### [Belge bölümü]
□ □ □ □
Danıştay Kararı İdari Dava Daireleri Kurulu 2020/1141 E. 2020/1702 K. 01.10.2020 T.

DANIŞTAY İDARİ DAVA DAİRELERİ KURULU         2020/1141 E.  ,  2020/1702 K.
T.C.
D A N I Ş T A Y
İDARİ DAVA DAİRELERİ KURULU
Esas No : 2020/1141
Karar No : 2020/1702

TEMYİZ EDENLER : 1. (DAVACI): … Şeker Fabrikası A.Ş.

VEKİLİ : Av. …

2. DAVACI YANINDA MÜDAHİL : … Pancar Ekicileri Kooperatifi

VEKİLİ : Av. …

KARŞI TARAF (DAVALI) : Tarım ve Orman Bakanlığı

VEKİLİ : Huk. Müş. …

İSTEMİN KONUSU: Danıştay Onüçüncü Dairesinin 19/12/2019 tarih ve E:2018/596, K:2019/4487 sayılı kararının temyizen incelenerek bozulması istenilmektedir.

YARGILAMA SÜRECİ :
Dava konusu istem: … tarih ve … sayılı davalı idare işlemiyle bildirilen, (C) şekerini yurt içine sattığından bahisle davacı şirkete 49.336.268,01 TL idari para cezası verilmesine ilişkin … tarih ve … sayılı Şeker Kurulu kararının iptali istenilmiştir.
□ □ □ □
(Konum belirleme öğeleri)
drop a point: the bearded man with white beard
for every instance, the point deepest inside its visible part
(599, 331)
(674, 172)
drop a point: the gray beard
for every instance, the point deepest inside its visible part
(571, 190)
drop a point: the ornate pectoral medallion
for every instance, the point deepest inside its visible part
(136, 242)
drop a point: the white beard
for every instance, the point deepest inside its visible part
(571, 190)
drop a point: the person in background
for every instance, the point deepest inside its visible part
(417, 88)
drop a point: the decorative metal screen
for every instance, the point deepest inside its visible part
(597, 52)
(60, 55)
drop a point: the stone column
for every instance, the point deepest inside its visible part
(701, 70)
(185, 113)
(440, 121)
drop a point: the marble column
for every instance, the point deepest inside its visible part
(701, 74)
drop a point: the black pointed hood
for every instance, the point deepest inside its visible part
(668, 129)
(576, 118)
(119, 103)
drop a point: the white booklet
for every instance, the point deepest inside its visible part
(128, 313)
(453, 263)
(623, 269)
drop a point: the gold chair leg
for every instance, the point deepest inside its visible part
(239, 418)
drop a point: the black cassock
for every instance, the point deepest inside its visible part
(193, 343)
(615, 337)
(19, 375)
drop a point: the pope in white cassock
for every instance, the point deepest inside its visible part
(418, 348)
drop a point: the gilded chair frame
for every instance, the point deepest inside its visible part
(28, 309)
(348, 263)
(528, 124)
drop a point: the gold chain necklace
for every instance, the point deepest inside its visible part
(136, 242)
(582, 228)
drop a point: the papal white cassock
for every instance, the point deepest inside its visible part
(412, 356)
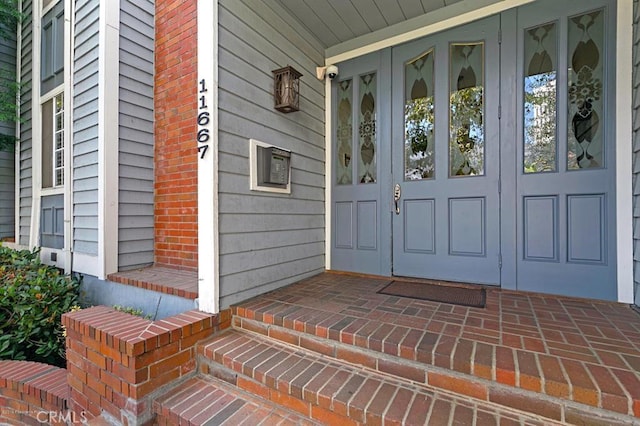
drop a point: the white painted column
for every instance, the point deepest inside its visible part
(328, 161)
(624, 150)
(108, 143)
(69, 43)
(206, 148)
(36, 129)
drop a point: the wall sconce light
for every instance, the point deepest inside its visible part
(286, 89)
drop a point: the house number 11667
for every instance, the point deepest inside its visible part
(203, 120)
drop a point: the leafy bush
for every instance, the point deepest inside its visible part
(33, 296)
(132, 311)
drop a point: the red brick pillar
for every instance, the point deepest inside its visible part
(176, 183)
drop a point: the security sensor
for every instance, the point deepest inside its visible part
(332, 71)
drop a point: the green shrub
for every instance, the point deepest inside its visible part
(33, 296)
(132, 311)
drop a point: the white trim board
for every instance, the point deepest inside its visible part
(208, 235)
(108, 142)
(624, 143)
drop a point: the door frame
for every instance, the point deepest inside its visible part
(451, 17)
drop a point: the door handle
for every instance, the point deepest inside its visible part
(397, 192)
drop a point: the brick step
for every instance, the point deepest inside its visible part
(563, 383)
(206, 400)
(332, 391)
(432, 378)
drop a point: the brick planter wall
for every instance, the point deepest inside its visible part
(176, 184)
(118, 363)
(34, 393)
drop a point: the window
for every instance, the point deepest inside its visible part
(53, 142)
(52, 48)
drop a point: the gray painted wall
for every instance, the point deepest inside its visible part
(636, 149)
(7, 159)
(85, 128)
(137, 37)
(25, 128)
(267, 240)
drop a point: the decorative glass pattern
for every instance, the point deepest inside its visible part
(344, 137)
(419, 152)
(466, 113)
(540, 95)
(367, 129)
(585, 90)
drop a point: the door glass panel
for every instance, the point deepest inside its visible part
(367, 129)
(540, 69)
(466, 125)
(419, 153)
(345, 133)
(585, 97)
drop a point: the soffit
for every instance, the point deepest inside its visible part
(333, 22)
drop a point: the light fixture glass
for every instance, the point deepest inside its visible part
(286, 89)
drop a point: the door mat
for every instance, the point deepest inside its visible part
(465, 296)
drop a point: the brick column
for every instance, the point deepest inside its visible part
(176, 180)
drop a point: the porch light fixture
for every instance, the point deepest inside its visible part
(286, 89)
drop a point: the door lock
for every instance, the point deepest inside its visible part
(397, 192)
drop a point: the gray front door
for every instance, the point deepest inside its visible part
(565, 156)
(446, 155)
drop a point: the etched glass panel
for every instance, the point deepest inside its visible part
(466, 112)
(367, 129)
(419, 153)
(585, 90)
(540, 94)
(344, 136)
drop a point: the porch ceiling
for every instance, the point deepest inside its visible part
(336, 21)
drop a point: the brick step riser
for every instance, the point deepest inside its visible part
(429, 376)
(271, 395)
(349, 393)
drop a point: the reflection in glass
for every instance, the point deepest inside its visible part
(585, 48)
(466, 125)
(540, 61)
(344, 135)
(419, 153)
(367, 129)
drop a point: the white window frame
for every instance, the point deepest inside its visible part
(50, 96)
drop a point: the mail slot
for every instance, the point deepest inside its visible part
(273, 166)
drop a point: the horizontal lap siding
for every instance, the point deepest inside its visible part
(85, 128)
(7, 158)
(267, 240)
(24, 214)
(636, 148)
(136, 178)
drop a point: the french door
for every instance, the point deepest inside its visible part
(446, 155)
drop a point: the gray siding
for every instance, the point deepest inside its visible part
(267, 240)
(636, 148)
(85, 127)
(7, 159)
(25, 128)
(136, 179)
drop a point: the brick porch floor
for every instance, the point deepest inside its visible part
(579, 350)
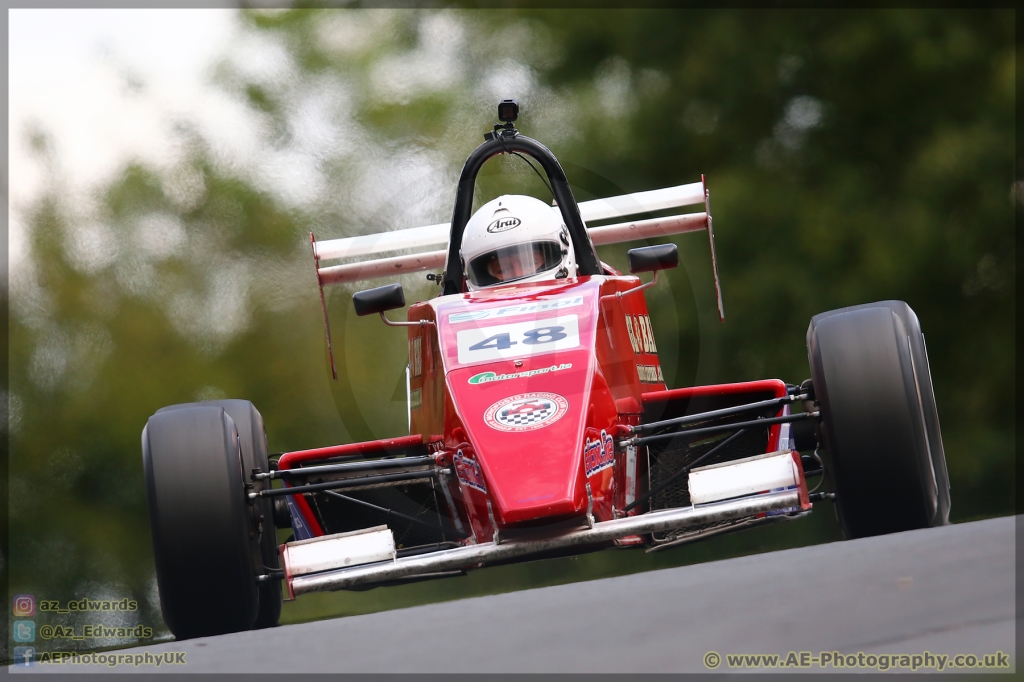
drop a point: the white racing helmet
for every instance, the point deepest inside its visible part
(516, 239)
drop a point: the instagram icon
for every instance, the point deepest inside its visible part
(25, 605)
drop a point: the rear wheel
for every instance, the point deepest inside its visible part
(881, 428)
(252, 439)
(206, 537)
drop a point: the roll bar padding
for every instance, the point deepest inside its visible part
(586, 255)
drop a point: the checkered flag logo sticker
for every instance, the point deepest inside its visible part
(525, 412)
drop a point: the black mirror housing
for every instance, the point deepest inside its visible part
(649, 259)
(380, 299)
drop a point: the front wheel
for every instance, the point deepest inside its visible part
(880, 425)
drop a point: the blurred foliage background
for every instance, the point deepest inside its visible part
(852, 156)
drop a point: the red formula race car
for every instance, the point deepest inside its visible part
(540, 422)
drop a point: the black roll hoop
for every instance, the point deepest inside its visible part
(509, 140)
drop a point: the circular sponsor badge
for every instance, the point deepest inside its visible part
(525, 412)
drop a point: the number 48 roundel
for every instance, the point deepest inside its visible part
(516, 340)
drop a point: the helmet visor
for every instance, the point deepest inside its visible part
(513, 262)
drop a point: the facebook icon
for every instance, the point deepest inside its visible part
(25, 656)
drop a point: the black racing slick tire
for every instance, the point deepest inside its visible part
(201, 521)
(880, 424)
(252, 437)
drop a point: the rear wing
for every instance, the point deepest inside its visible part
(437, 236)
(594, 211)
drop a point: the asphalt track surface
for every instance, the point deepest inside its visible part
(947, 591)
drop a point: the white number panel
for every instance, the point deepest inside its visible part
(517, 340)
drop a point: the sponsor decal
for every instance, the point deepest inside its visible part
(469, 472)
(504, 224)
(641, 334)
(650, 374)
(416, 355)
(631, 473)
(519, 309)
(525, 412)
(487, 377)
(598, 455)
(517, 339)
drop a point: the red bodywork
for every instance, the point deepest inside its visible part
□ □ □ □
### [Görev tanımı]
Lütfen yukarıdaki Danıştay kararında "VEKİLİ : Huk." sözlerini içeren ifadeyle açılıp "kararının iptali istenilmiştir." ile kapanan bölümü kelimesi kelimesine aktarın.

### [Yazılı yanıt]
VEKİLİ : Huk. Müş. …

İSTEMİN KONUSU: Danıştay Onüçüncü Dairesinin 19/12/2019 tarih ve E:2018/596, K:2019/4487 sayılı kararının temyizen incelenerek bozulması istenilmektedir.

YARGILAMA SÜRECİ :
Dava konusu istem: … tarih ve … sayılı davalı idare işlemiyle bildirilen, (C) şekerini yurt içine sattığından bahisle davacı şirkete 49.336.268,01 TL idari para cezası verilmesine ilişkin … tarih ve … sayılı Şeker Kurulu kararının iptali istenilmiştir.